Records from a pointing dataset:
----

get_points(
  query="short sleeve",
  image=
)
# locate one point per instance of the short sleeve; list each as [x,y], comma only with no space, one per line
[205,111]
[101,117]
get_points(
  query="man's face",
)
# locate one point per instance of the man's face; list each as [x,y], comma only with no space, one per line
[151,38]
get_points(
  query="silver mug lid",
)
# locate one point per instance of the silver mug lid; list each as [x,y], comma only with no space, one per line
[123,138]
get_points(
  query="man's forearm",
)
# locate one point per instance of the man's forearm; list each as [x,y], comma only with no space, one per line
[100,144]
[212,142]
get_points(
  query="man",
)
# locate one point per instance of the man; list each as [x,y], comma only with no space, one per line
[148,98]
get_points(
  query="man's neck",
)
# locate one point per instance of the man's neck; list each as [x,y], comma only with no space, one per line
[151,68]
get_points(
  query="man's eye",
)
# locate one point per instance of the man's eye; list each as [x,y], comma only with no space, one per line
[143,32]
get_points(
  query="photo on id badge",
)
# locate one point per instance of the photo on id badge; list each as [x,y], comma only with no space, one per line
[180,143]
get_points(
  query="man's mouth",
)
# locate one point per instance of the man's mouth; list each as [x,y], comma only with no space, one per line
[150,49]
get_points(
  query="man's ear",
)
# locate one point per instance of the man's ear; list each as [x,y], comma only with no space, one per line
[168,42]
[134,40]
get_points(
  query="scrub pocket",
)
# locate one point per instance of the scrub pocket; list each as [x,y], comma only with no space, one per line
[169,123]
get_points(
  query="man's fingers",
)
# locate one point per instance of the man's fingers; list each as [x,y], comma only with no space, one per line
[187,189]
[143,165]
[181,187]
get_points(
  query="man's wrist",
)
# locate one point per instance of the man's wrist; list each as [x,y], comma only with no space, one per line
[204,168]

----

• WHAT THE TASK ASKS: Rewrite every line of the records above as one numbered list, with no blank lines.

• OUTPUT OF THE TASK:
1. get_points(
2.   query="short sleeve",
3.   image=
4. )
5. # locate one point per instance of the short sleeve; list each as [x,y], comma only with no space, one per line
6. [205,111]
7. [101,117]
8. get_points(
9.   query="man's face",
10. )
11. # locate one point per instance of the man's face; list each as [x,y], comma only with no space, one per line
12. [151,38]
13. get_points(
14.   query="silver mug lid",
15. )
16. # locate one point per instance of the silver mug lid; list each as [x,y], comma only with no space, one per line
17. [123,138]
18. get_points(
19.   query="man's forearm",
20. )
21. # locate one point per instance of the man's forearm; list each as [x,y], comma only with no space, one per line
22. [100,144]
23. [212,142]
24. get_points(
25.   query="man",
26. )
27. # locate one point per instance of the man; list each as [x,y], comma only with no space, one per line
28. [148,98]
29. get_points(
30.   query="man's neck",
31. )
32. # locate one point per instance of the man's neck; list each as [x,y], comma only with no space, one per line
33. [151,68]
34. get_points(
35.   query="man's eye",
36. )
37. # locate one point per instance of the man's eye; list each as [x,y], comma only with no space, one per line
38. [143,32]
39. get_points(
40.   query="photo on id badge",
41. )
42. # locate one point per instance of the photo on id badge; list each as [x,y], comma only with no space, one per line
43. [180,143]
44. get_points(
45.   query="man's mouth",
46. )
47. # locate one point per instance of the man's mouth; list each as [x,y], comma only with no space, one per line
48. [150,49]
49. get_points(
50.   query="man's ear",
51. )
52. # locate one point per instance of the man's ear; list each as [x,y], comma only with no space, one per line
53. [168,42]
54. [134,40]
55. get_points(
56.   query="scrub pocket",
57. )
58. # locate one point per instance of the scrub pocket; list each as [x,y], comma only with no space, one per line
59. [169,123]
60. get_points(
61.   query="man's fingers",
62. )
63. # locate one point per instance of the man's fingers; list each as [x,y], comma only with no space, one per line
64. [187,189]
65. [143,165]
66. [181,187]
67. get_points(
68.   query="man's wrist",
69. )
70. # locate one point per instance of the man's wrist; list each as [x,y], comma only with no space, one per line
71. [204,168]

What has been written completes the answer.